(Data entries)
****************************************

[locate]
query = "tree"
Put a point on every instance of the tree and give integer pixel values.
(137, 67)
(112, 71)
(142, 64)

****************************************

Please convert the rows above into a two-column CSV with the headers "text" and "answer". Use one line per row, and put each value in a quoted field with its line breaks replaced by spaces.

text,answer
"[locate] query = ""tree"" Put a point on every instance of the tree and give integer pixel values.","(137, 67) (112, 71) (142, 64)"